Rewrite every line of the material below as a Markdown table with the columns "Row" and "Line". Number the rows in order and leave out blank lines.

::: Records for processing :::

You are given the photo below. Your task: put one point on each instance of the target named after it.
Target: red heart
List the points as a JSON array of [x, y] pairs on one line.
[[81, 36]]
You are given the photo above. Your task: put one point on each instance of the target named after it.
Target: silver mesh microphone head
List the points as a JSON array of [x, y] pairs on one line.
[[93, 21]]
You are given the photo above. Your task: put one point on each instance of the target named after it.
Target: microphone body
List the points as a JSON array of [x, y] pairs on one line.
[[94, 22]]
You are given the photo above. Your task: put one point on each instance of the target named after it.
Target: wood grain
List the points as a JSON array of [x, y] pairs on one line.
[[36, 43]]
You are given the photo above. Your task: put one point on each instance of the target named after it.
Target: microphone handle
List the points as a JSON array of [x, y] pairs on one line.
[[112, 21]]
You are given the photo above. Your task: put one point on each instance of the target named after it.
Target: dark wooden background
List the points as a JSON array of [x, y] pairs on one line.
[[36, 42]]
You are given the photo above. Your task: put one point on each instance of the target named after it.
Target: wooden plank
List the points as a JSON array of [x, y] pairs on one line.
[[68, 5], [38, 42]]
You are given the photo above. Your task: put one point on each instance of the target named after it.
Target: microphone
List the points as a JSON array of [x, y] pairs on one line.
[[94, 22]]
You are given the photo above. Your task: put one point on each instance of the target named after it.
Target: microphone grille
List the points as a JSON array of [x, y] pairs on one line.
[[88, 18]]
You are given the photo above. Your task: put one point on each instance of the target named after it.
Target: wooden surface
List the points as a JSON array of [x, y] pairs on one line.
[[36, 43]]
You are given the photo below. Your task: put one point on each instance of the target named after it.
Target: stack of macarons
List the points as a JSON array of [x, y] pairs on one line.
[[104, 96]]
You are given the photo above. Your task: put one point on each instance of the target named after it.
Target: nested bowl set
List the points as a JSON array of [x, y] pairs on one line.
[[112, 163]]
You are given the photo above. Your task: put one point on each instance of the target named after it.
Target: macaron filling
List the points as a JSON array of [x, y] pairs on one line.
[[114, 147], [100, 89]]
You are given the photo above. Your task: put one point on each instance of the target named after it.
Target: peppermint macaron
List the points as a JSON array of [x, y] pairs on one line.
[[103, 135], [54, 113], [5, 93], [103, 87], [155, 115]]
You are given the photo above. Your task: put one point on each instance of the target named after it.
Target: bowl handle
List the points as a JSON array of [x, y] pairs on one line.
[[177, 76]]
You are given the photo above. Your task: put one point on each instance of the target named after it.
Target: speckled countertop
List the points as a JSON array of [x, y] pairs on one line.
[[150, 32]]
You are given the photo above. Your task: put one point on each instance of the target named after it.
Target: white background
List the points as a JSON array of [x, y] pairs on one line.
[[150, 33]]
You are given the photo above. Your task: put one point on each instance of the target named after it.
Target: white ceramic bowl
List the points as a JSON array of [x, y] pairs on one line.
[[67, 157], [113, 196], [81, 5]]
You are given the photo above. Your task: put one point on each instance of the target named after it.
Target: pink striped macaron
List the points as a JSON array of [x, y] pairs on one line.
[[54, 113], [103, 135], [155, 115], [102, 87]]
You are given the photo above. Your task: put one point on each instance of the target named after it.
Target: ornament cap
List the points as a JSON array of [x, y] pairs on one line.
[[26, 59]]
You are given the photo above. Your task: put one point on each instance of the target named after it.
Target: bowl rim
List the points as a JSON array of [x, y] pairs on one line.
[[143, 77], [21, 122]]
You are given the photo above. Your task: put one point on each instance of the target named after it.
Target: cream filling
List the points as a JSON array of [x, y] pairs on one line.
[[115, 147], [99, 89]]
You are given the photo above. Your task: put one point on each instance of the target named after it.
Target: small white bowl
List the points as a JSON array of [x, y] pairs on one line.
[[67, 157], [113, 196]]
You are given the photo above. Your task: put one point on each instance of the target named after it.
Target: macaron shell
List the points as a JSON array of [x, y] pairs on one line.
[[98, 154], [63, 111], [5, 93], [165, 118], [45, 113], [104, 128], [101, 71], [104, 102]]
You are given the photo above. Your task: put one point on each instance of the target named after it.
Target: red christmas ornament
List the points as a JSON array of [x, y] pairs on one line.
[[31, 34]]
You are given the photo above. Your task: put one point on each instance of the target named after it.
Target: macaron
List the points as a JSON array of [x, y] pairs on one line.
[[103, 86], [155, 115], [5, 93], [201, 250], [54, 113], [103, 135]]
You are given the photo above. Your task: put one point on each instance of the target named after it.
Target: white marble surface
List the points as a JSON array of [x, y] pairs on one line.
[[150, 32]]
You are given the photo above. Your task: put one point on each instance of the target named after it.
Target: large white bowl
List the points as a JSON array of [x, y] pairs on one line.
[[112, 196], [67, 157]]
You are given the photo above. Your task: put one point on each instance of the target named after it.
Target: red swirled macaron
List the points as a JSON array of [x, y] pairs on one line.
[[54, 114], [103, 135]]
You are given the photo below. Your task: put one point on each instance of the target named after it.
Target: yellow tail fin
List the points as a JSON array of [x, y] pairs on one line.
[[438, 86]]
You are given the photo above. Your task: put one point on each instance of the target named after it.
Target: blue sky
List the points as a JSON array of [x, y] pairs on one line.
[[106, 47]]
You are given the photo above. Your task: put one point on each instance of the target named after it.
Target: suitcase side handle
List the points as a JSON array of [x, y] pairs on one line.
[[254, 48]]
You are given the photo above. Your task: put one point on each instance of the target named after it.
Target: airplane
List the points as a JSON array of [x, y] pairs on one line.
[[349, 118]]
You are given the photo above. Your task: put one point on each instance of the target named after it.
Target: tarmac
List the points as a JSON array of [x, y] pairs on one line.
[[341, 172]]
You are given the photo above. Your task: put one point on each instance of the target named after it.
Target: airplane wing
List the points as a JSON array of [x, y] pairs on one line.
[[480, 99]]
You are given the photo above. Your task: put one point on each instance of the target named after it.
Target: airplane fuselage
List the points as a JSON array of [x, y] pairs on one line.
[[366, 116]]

:::

- _The answer_
| Row | Line |
|---|---|
| 1 | You are given the photo below. Your task: put one point on each instance of the target named after it. |
| 2 | Target: red heart |
| 3 | List the points as a JSON array of [x, y] pairs on one line. |
| 4 | [[81, 36]] |
| 5 | You are given the photo above. Your task: put one point on each instance of the target named after it. |
| 6 | Target: silver mesh microphone head |
| 7 | List the points as a JSON array of [x, y] pairs on one line. |
| 8 | [[93, 21]] |
| 9 | You are given the photo above. Your task: put one point on each instance of the target named after it. |
| 10 | Target: microphone body |
| 11 | List the points as a JSON array of [x, y] pairs on one line. |
| 12 | [[94, 22]] |
| 13 | You are given the photo above. Your task: put one point on each instance of the target named after it. |
| 14 | Target: wood grain |
| 15 | List the points as a JSON array of [x, y] pairs on one line. |
| 16 | [[36, 43]] |
| 17 | You are given the photo above. Your task: put one point on each instance of the target named after it. |
| 18 | Target: microphone handle |
| 19 | List the points as a JSON array of [x, y] pairs on one line. |
| 20 | [[112, 21]] |
| 21 | You are given the photo above. Your task: put one point on each instance of the target named after it. |
| 22 | Target: dark wooden background |
| 23 | List the points as a JSON array of [x, y] pairs on one line. |
| 24 | [[36, 42]] |
| 25 | You are given the photo above. Your task: put one point on each instance of the target named after it. |
| 26 | Target: wooden plank |
| 27 | List the points as a JSON array of [x, y] pairs on one line. |
| 28 | [[68, 5], [38, 42]] |
| 29 | You are given the photo above. Your task: put one point on each instance of the target named after it. |
| 30 | Target: microphone |
| 31 | List the points as a JSON array of [x, y] pairs on one line. |
| 32 | [[94, 22]] |
| 33 | You are given the photo above. Your task: put one point on each instance of the target named after it. |
| 34 | Target: microphone grille |
| 35 | List the points as a JSON array of [x, y] pairs on one line. |
| 36 | [[88, 18]] |
| 37 | You are given the photo above. Your task: put one point on each instance of the target named after it. |
| 38 | Target: wooden surface |
| 39 | List the points as a JSON array of [x, y] pairs on one line. |
| 40 | [[36, 43]] |
| 41 | You are given the photo below. Your task: put one point on each instance of the target named after it. |
| 42 | Target: stack of macarons |
| 43 | List the points as a JSON array of [x, y] pairs on one line. |
| 44 | [[104, 96]] |
| 45 | You are given the photo above. Your task: put one point on each instance of the target named after it. |
| 46 | Target: nested bowl set |
| 47 | List the points as a JSON array of [x, y] pairs on one line. |
| 48 | [[112, 163]] |
| 49 | You are given the photo above. Your task: put one point on each instance of the target named after it. |
| 50 | Target: macaron filling |
| 51 | List the points as a JSON array of [x, y] pairs on one line. |
| 52 | [[114, 147], [100, 89]] |
| 53 | You are given the photo above. Your task: put one point on each instance of the target named after it. |
| 54 | Target: peppermint macaron |
| 55 | List the points as a JSON array of [x, y] pairs on one line. |
| 56 | [[103, 135], [54, 113], [5, 93], [103, 87], [155, 115]] |
| 57 | You are given the photo above. Your task: put one point on each instance of the target named after it. |
| 58 | Target: bowl handle |
| 59 | List the points as a JSON array of [x, y] pairs on one line. |
| 60 | [[177, 76]] |
| 61 | You are given the photo above. Your task: put one point on each instance of the target named after it. |
| 62 | Target: speckled countertop |
| 63 | List the points as a JSON array of [x, y] pairs on one line. |
| 64 | [[150, 32]] |
| 65 | You are given the photo above. Your task: put one point on each instance of the target named after it. |
| 66 | Target: white background |
| 67 | List the points as a JSON array of [x, y] pairs on one line. |
| 68 | [[150, 33]] |
| 69 | You are given the photo above. Your task: put one point on each instance of the target named after it. |
| 70 | Target: white ceramic bowl |
| 71 | List the points as a JSON array of [x, y] pairs on one line. |
| 72 | [[67, 157], [113, 196], [81, 5]] |
| 73 | You are given the photo above. Your task: put one point on each instance of the target named after it. |
| 74 | Target: pink striped macaron |
| 75 | List the points as a JSON array of [x, y] pairs on one line. |
| 76 | [[54, 113], [103, 135], [155, 115], [102, 87]] |
| 77 | You are given the photo above. Your task: put one point on each instance of the target named after it. |
| 78 | Target: ornament cap |
| 79 | List the points as a JSON array of [x, y] pairs on one line. |
| 80 | [[26, 59]] |
| 81 | You are given the photo above. Your task: put one point on each instance of the target named after it. |
| 82 | Target: bowl rim |
| 83 | List the points as a JSON array of [x, y] pairs on one line. |
| 84 | [[143, 77], [21, 122]] |
| 85 | You are given the photo above. Your task: put one point on each instance of the target named after it. |
| 86 | Target: cream filling |
| 87 | List the points as a JSON array of [x, y] pairs on one line. |
| 88 | [[115, 147], [99, 89]] |
| 89 | You are given the photo above. Your task: put one point on each instance of the target named after it. |
| 90 | Target: small white bowl |
| 91 | List the points as a JSON array of [x, y] pairs on one line. |
| 92 | [[67, 157], [113, 196]] |
| 93 | You are given the photo above. Your task: put one point on each instance of the target named after it. |
| 94 | Target: macaron shell |
| 95 | List the points as a JSON array of [x, y] pairs on one line. |
| 96 | [[98, 154], [63, 111], [5, 93], [165, 118], [45, 113], [104, 128], [101, 71], [104, 102]] |
| 97 | You are given the photo above. Your task: put one point on each instance of the target named after it. |
| 98 | Target: red christmas ornament |
| 99 | List the points as a JSON array of [x, y] pairs on one line. |
| 100 | [[31, 34]] |
| 101 | You are given the photo above. Your task: put one point on each instance of the target named after it. |
| 102 | Target: macaron |
| 103 | List the points as a JSON array of [x, y] pairs on one line. |
| 104 | [[103, 86], [155, 115], [5, 93], [201, 250], [54, 113], [103, 135]] |
| 105 | You are given the photo above. Your task: put one point on each instance of the target named after it. |
| 106 | Target: white marble surface |
| 107 | List the points as a JSON array of [x, y] pairs on one line. |
| 108 | [[150, 32]] |
| 109 | You are given the photo above. Your task: put one point on each instance of the target named after it. |
| 110 | Target: large white bowl |
| 111 | List the points as a JSON array of [x, y] pairs on one line. |
| 112 | [[112, 196], [67, 157]] |
| 113 | You are given the photo above. Your task: put one point on each instance of the target named after it. |
| 114 | Target: red swirled macaron |
| 115 | List the points as a JSON array of [x, y] pairs on one line. |
| 116 | [[54, 114], [103, 135]] |
| 117 | You are given the photo below. Your task: put one point on each instance of the target named after it. |
| 118 | Target: yellow tail fin |
| 119 | List the points as a JSON array of [x, y] pairs on one line. |
| 120 | [[438, 86]] |
| 121 | You are given the photo above. Your task: put one point on each instance of the target named after it. |
| 122 | Target: blue sky |
| 123 | List the points as a JSON array of [x, y] pairs on one line. |
| 124 | [[106, 47]] |
| 125 | You are given the photo above. Your task: put one point on each instance of the target named after it. |
| 126 | Target: suitcase side handle |
| 127 | List the points as a JSON array of [x, y] pairs on one line. |
| 128 | [[254, 48]] |
| 129 | You are given the photo above. Your task: put one point on each instance of the target named after it. |
| 130 | Target: airplane |
| 131 | List the points as a JSON array of [x, y] pairs on one line. |
| 132 | [[349, 118]] |
| 133 | You are given the photo above. Your task: put one point on each instance of the target named after it. |
| 134 | Target: tarmac |
| 135 | List the points as a JSON array of [x, y] pairs on one line. |
| 136 | [[341, 172]] |
| 137 | You are given the photo above. Your task: put one point on each instance of the target named after it. |
| 138 | Target: airplane wing |
| 139 | List the points as a JSON array of [x, y] pairs on one line. |
| 140 | [[480, 99]] |
| 141 | You are given the photo above. Your task: put one point on each instance of the target named after it. |
| 142 | Target: airplane fuselage |
| 143 | List the points as a JSON array of [x, y] pairs on one line. |
| 144 | [[366, 116]] |